(Exercise requirements)
Copy exactly the last part of the entries, starting from the line with "Target = ruined stone tower" and including the final line.

(Items)
◇ ◇ ◇ ◇ ◇

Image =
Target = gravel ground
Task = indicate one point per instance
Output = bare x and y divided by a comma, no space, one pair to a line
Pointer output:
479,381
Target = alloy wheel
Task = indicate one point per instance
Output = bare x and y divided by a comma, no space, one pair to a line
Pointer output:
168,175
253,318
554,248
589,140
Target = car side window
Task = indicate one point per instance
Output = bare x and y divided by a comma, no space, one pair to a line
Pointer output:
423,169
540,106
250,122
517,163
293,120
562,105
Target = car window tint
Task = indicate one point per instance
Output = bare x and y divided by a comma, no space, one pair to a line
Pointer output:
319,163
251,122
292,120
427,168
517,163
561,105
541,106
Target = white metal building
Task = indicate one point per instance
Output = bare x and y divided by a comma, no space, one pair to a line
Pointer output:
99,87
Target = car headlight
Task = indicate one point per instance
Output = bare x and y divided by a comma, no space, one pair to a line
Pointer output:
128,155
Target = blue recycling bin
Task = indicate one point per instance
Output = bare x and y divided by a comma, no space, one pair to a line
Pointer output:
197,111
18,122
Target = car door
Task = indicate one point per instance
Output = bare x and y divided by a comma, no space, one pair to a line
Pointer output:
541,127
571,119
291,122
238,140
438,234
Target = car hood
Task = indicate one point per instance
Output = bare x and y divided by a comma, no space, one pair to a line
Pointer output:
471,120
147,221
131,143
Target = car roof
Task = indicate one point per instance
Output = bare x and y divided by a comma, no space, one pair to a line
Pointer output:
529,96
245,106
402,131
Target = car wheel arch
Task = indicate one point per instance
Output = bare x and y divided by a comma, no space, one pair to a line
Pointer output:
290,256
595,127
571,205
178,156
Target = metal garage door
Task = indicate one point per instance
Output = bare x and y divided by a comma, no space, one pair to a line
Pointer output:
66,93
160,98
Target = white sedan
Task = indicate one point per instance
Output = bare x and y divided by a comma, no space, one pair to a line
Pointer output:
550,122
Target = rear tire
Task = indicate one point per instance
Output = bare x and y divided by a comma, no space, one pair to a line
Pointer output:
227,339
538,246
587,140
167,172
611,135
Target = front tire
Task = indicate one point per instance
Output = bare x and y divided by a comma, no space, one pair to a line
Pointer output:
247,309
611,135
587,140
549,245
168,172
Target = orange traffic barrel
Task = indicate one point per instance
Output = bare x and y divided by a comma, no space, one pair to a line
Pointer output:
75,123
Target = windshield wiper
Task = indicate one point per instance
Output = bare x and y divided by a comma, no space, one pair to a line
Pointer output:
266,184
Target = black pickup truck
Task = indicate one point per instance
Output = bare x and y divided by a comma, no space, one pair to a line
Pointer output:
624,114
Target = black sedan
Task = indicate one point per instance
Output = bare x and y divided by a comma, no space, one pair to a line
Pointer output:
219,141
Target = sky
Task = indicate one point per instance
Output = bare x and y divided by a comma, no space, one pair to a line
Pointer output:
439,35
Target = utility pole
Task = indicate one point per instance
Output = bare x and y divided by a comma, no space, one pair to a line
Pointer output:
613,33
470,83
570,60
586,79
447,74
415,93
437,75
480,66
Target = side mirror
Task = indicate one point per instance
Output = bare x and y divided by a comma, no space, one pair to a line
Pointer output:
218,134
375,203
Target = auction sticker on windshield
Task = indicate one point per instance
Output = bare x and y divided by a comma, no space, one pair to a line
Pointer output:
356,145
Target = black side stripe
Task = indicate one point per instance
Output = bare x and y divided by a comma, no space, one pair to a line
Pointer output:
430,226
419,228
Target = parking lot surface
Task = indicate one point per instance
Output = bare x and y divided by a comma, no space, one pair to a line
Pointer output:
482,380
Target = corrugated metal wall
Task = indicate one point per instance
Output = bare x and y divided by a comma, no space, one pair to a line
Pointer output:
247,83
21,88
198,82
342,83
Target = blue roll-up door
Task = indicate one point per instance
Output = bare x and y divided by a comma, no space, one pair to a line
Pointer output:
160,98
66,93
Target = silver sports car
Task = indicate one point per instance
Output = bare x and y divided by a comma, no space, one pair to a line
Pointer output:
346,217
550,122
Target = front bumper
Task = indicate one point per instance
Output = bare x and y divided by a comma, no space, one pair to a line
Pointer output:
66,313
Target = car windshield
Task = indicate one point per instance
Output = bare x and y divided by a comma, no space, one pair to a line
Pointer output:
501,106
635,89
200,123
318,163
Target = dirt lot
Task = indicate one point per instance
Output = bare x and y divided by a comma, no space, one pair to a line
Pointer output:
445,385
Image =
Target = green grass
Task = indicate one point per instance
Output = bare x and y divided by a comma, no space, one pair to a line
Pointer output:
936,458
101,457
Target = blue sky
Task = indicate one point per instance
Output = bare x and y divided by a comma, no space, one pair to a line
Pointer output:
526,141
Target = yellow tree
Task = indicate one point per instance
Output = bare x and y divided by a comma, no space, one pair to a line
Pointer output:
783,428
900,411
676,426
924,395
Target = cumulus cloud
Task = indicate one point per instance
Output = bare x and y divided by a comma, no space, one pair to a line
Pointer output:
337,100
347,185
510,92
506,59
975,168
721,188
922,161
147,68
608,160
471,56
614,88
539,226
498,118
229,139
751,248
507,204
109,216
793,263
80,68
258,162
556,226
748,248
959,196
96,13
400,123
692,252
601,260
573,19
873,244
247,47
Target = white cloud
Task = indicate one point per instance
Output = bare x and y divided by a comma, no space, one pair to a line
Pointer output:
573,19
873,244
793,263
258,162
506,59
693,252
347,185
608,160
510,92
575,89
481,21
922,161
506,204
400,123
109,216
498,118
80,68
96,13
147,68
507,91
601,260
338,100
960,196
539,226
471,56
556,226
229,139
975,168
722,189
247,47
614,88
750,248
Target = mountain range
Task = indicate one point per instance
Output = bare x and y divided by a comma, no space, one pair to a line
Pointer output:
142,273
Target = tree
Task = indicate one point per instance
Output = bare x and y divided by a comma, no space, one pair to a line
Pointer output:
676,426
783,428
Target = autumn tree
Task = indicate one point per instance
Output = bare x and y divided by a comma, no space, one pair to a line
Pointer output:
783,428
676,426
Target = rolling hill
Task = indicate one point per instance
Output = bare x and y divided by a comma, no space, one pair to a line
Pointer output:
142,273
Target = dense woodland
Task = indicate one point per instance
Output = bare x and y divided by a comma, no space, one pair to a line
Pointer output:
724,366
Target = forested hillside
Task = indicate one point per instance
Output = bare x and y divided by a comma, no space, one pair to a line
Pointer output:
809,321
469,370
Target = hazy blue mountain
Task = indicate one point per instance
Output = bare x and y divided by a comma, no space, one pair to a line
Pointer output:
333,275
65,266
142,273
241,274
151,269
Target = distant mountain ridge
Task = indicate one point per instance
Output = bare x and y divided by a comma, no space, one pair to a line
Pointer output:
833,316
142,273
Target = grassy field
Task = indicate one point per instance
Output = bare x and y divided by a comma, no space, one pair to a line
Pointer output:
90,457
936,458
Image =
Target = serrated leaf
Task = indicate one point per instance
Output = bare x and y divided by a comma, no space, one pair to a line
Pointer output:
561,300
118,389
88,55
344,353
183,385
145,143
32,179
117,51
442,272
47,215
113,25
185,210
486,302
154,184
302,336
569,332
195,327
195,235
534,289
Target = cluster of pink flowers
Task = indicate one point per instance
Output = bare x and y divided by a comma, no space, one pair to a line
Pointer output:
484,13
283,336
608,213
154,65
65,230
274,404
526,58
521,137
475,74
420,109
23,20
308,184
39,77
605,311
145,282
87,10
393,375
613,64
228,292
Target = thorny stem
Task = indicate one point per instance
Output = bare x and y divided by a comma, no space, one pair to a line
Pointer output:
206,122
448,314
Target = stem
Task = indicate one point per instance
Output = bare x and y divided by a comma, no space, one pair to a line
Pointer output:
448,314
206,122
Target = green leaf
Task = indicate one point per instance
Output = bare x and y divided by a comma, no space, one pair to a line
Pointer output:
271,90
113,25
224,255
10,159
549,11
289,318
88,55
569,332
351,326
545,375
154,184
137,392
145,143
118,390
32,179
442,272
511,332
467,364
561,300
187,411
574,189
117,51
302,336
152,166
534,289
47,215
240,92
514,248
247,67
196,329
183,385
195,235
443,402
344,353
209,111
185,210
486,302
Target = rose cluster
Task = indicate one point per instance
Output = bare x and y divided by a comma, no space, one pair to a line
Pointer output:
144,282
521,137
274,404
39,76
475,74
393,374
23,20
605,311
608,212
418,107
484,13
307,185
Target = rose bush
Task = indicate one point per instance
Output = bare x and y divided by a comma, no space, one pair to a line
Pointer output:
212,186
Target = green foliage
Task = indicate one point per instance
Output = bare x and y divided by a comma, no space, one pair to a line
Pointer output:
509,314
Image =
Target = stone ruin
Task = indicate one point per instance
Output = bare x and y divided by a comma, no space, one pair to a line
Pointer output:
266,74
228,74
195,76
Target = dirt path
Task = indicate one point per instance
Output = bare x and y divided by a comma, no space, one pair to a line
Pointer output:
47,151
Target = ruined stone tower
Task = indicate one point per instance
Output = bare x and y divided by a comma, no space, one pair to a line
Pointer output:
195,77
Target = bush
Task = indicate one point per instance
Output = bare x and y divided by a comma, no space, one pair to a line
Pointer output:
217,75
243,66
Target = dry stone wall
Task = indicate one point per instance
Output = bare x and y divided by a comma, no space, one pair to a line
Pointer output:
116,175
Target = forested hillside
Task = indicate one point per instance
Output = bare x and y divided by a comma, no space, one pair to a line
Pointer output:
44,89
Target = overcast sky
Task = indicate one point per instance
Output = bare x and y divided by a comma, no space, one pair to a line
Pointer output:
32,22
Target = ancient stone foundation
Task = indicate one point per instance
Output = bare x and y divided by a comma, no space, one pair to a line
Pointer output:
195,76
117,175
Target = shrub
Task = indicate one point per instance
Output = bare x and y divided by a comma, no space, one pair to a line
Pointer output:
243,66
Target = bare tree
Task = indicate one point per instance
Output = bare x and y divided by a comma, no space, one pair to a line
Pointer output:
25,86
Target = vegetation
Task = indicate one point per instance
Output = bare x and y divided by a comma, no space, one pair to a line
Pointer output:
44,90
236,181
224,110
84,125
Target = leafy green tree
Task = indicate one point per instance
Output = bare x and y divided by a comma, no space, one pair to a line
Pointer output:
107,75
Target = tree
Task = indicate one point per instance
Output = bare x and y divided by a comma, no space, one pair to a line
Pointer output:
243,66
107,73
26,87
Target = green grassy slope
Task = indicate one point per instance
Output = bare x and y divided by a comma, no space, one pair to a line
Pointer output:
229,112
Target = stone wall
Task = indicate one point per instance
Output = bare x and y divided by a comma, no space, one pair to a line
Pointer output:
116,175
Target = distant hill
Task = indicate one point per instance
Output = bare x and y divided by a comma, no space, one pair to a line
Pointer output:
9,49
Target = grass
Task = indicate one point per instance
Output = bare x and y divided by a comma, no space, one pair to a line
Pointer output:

◇ ◇ ◇ ◇ ◇

(Task output)
Target = ruined stone tower
Task = indicate one point per instance
Output = bare x and y divided by a comma, no space, one pair to a line
Pointer output:
195,77
Target = bush
Task = indicate one point per instance
Output = bare x and y divided by a comma, no space, one pair to a line
Pointer output:
217,75
243,66
Target = dry stone wall
Task = indicate one point per instance
Output = bare x and y divided by a comma, no space, one pair to a line
Pointer output:
116,175
Target = forested hillside
Task = indicate one point per instance
Output = bare x and y divided by a comma, no space, one pair to a line
Pointer output:
44,89
Target = overcast sky
Task = indicate one point per instance
Output = bare x and y divided by a comma, no space, one pair to a line
Pointer output:
32,22
Target = ancient stone foundation
Task = indicate one point per instance
Output = bare x and y divided by a comma, no space, one pair to a line
Pointer output:
195,76
117,175
Target = shrub
Task = indicate one point per instance
Output = bare x and y divided by a comma, no space, one pair to a line
Pointer output:
243,66
Target = bare tree
Task = indicate one point per instance
Output = bare x and y divided by a comma, no space, one pair to a line
Pointer output:
25,86
Target = vegetation
Task = indicate one point per instance
Output = bare x and y divided by a comma, no space, one pair to a line
Pointer output:
44,90
236,181
224,110
84,125
Target = leafy green tree
Task = indicate one point per instance
Output = bare x and y divided by a comma, no space, one pair to a line
Pointer output:
107,75
Target = tree
Task = indicate one point per instance
Output = bare x and y divided by a comma, no space, one pair to a line
Pointer output:
243,66
107,73
26,87
Target = green grassy slope
Task = indicate one point per instance
Output = bare x and y divided by a comma, no space, one pair to a line
Pointer output:
229,112
Target = stone wall
Task = indicate one point per instance
Output = bare x and y divided by a comma, no space, one pair to a line
Pointer output:
116,175
Target = distant hill
Task = indicate one point per instance
Output = bare x and y divided by a comma, no space, one pair to a line
Pointer output:
9,49
Target = grass
Task = indicate one point per instance
Output = bare x and y divided by a comma, no space, one pair to a line
Pointer output:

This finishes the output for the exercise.